▶ _ЗАДАНИЯ_
1. Перепишите без изменений фрагмент текста о Рубинштейне от слов «В одной из хрестоматийно» до слов «групповых портретов Хальса.».
2. Какая надпись значилась на бирке, пришпиленной к совершенно пустой витрине, в тексте о Рубинштейне?
3. Назовите все определения, которыми в тексте о Рубинштейне охарактеризован портрет коммуналки.

▶ _ИСХОДНЫЙ ТЕКСТ_

----------

В одной из хрестоматийно рубинштейновских историй он рассказывает о каком-то музее: «К совершенно пустой витрине была пришпилена бирка. На ней значилось: „Кучерявость у ежей“. На другой бирке, чуть ниже, было написано: „Экспонат на реставрации“.» Да не на реставрации – вот он, книжки пишет: ёжик, но кучерявый. Редчайшая разновидность.
При всей язвительности и порывах гневного негодования Рубинштейн в большинстве случаев добродушен – как раз потому, наверное, что уверен в силе (своих) слов. Как трогательно, хотя правдиво и без прикрас, описано коммунальное детство. Как дан портрет коммуналки – смешной, парадный, едкий, домашний: вроде групповых портретов Хальса.

----------

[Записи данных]
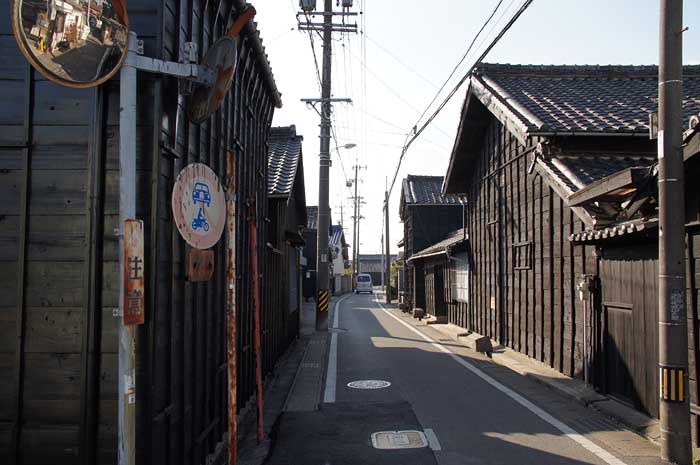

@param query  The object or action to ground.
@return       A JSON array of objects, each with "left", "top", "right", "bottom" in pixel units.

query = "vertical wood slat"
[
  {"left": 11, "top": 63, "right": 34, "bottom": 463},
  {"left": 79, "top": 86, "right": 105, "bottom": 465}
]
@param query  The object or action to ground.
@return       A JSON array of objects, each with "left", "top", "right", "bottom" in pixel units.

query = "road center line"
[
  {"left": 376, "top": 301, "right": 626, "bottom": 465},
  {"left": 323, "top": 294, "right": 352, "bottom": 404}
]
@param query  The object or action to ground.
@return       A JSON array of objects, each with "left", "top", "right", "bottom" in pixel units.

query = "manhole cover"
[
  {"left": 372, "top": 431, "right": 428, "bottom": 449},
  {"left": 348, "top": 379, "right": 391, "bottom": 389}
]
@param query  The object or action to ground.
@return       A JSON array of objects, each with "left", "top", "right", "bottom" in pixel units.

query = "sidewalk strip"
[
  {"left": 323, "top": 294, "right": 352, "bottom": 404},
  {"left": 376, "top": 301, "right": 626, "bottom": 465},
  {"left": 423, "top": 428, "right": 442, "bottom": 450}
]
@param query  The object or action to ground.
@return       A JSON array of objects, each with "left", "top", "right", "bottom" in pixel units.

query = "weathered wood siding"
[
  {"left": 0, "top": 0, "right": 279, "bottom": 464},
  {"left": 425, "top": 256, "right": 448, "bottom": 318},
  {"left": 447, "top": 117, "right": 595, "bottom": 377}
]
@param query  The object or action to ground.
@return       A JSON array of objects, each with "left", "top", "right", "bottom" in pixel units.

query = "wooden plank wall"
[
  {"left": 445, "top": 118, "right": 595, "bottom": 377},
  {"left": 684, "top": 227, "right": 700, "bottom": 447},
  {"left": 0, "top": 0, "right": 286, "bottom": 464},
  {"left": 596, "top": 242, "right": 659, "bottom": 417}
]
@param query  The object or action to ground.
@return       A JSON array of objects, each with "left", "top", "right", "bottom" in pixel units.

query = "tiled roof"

----------

▶ _ОТВЕТЫ_
1.
В одной из хрестоматийно рубинштейновских историй он рассказывает о каком-то музее: «К совершенно пустой витрине была пришпилена бирка. На ней значилось: „Кучерявость у ежей“. На другой бирке, чуть ниже, было написано: „Экспонат на реставрации“.» Да не на реставрации – вот он, книжки пишет: ёжик, но кучерявый. Редчайшая разновидность.
При всей язвительности и порывах гневного негодования Рубинштейн в большинстве случаев добродушен – как раз потому, наверное, что уверен в силе (своих) слов. Как трогательно, хотя правдиво и без прикрас, описано коммунальное детство. Как дан портрет коммуналки – смешной, парадный, едкий, домашний: вроде групповых портретов Хальса.

2. «Кучерявость у ежей».

3. Смешной, парадный, едкий, домашний.